_Task requirements_.
#1 Please extract the part of the KVM ITS patch review that opens with the words containing "Date: Tue Mar" and closes with "on GITS_CWRITE register.", copying it verbatim.
#2 Continue the KVM ITS patch review from its last line.

-- Start Reading passage --

Re: [PATCH 06/14] KVM: arm64: Add infrastructure for ITS emulation setup

From: Fuad Tabba

Date: Tue Mar 17 2026 - 05:53:03 EST


On Mon, 16 Mar 2026 at 10:46, Fuad Tabba <tabba@xxxxxxxxxx> wrote:
>
> Hi Sebastian,
>
> On Tue, 10 Mar 2026 at 12:49, Sebastian Ene <sebastianene@xxxxxxxxxx> wrote:
> >
> > Share the host command queue with the hypervisor. Donate
> > the original command queue memory to the hypervisor to ensure
> > host exclusion and trap accesses on GITS_CWRITE register.
>
> GITS_CWRITE -> GITS_CWRITER
>
> > On a CWRITER write, the hypervisor copies commands from the
> > host's queue to the protected queue before updating the
> > hardware register.
> > This ensures the hypervisor mediates all commands sent to
> > the physical ITS.

-- End Reading passage --
-- Start Given records --

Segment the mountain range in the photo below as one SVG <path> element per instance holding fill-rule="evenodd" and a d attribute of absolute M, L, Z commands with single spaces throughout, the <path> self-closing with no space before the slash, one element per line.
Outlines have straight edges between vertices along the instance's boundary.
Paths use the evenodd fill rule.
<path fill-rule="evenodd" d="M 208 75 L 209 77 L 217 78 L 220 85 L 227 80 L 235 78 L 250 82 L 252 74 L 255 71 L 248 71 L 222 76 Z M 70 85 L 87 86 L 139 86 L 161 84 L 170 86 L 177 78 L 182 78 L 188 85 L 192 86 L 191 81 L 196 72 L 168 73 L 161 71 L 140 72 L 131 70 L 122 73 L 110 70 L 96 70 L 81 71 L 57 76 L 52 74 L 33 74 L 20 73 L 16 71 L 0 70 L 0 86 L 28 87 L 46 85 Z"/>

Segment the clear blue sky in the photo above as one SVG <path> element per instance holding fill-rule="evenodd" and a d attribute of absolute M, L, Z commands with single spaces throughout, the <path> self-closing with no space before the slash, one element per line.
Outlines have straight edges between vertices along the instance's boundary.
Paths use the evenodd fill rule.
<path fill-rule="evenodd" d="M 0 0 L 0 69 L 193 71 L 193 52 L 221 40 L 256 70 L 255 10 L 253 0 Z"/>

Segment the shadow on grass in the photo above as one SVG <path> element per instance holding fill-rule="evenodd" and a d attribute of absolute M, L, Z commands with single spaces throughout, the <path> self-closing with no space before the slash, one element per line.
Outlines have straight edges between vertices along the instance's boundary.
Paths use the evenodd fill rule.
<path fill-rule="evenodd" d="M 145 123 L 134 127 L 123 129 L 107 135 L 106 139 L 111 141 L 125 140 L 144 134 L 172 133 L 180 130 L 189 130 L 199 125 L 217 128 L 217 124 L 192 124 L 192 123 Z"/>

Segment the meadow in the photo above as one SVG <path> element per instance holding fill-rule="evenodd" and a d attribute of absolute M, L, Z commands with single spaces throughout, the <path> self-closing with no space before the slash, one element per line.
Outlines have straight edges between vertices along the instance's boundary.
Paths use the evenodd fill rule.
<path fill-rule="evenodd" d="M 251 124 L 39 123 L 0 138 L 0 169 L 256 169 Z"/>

-- End Given records --

_Answers to the exercise_.
#1
Date: Tue Mar 17 2026 - 05:53:03 EST


On Mon, 16 Mar 2026 at 10:46, Fuad Tabba <tabba@xxxxxxxxxx> wrote:
>
> Hi Sebastian,
>
> On Tue, 10 Mar 2026 at 12:49, Sebastian Ene <sebastianene@xxxxxxxxxx> wrote:
> >
> > Share the host command queue with the hypervisor. Donate
> > the original command queue memory to the hypervisor to ensure
> > host exclusion and trap accesses on GITS_CWRITE register.

#2
>
> This commit message demonstrates why we should be careful about
> naming. This patch series is pretty complex, and having clear and
> consistent naming would help. What I mean is, here you're referring to
> protected vs host queue, earlier you were referring to shadow (which
> now I am not clear if it meant the host version or the hyp version).
> Maybe we could have a discussion about naming, but the most important
> part is consistency.
>
> >
> > Signed-off-by: Sebastian Ene <sebastianene@xxxxxxxxxx>
> > ---
> > arch/arm64/include/asm/kvm_pkvm.h | 1 +
> > arch/arm64/kvm/hyp/include/nvhe/its_emulate.h | 17 ++
> > arch/arm64/kvm/hyp/nvhe/its_emulate.c | 203 ++++++++++++++++++
> > 3 files changed, 221 insertions(+)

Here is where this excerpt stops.